◆ What you will do ◆
Each line of the records is to be copied verbatim.

* * * * * * *

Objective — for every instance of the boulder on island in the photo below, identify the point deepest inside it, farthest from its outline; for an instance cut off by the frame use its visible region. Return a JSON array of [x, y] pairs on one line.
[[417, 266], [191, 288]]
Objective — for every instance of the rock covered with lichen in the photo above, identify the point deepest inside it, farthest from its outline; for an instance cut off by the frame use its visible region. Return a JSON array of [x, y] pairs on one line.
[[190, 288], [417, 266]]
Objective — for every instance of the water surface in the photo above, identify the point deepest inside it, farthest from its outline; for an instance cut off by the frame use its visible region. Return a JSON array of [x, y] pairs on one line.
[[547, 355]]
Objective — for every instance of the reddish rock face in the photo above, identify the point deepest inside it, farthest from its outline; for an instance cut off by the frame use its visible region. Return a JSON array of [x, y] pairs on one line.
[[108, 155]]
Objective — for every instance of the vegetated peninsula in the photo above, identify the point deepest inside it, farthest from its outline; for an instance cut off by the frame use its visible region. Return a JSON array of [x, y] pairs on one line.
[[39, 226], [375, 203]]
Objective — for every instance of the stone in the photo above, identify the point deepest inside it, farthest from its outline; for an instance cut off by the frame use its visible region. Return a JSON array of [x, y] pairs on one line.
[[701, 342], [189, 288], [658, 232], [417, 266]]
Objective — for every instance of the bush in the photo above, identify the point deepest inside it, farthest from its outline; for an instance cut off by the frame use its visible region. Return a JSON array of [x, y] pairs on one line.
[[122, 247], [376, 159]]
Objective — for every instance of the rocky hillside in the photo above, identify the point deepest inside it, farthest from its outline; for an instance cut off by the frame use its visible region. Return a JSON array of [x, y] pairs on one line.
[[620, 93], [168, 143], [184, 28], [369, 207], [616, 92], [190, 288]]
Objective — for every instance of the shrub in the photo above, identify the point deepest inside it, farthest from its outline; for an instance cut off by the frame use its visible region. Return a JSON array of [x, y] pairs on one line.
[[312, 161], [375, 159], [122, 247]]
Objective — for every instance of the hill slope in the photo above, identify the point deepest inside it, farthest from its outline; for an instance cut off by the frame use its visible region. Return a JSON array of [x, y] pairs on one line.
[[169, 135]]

* * * * * * *

◆ Written response ◆
Objective — for every instance of the boulder on island in the photo below, identify the point deepest inside it, farthest from its outline; for an instance cut off by the frame use its visible region. Return a JSON array of [x, y] pairs on one line.
[[417, 266], [191, 288]]
Objective — for every instance of the rock covered with lichen in the photo above, identify the point deepest inside it, farthest from its outline; for an instance cut off by the frame use its visible region. Return a JSON array of [x, y] pairs on one line.
[[190, 288], [417, 266]]
Objective — for every instance of the water surface in the photo above, identify the point deepest inside it, farthest from its outline; for an instance cut off by the frame use its visible region. Return a JSON array of [x, y] pairs on one line.
[[547, 355]]
Objective — for every instance of the reddish rock face in the photo above, identify the point deepest inside it, farthest from its outline; for an instance cut off by the frame use its visible region. Return a JSON array of [x, y] pairs on one line.
[[108, 155]]
Objective — for every instance of the vegetated peninsula in the photo above, identify the point deepest inside it, farthest from its outline; for an instance cut off by the frame use its visible region. Return a JSON array of [x, y] pairs on one line.
[[39, 226], [375, 203]]
Objective — for every instance of the stone in the photo above, identify the point deepest inside it, farthest from its outline; for an instance cut off by the frame use its visible region. Return a JSON array of [x, y] pairs on one line.
[[701, 342], [189, 288], [658, 232], [417, 266]]
Objective — for every instance of the bush in the photo above, identify the point deepest inside it, farthest from its outline; for an instance cut off by the frame use its visible region. Return a JSON array of [x, y] pairs on one line.
[[122, 247], [376, 159]]
Objective — for every instance of the rocky hillside in the photo above, identify the point deepest inside it, farthest from its outline; for an instance cut off by the frame use its visible region. Return a JSON array of [x, y] pairs on one line.
[[620, 93], [168, 143], [184, 28], [369, 207], [616, 92], [190, 288]]
Objective — for every instance of the shrub in the photo above, identify the point deepest inside it, farthest from its outline; for an instance cut off by the frame use its visible region. Return a JSON array of [x, y] pairs on one line.
[[312, 161], [375, 159], [122, 247]]
Objective — for every instance of the hill slope in the photo above, identify the point deepest inside it, farthest from its outline; for an instance cut off by the frame use its visible region. Return a JSON array of [x, y] pairs on one line.
[[169, 135]]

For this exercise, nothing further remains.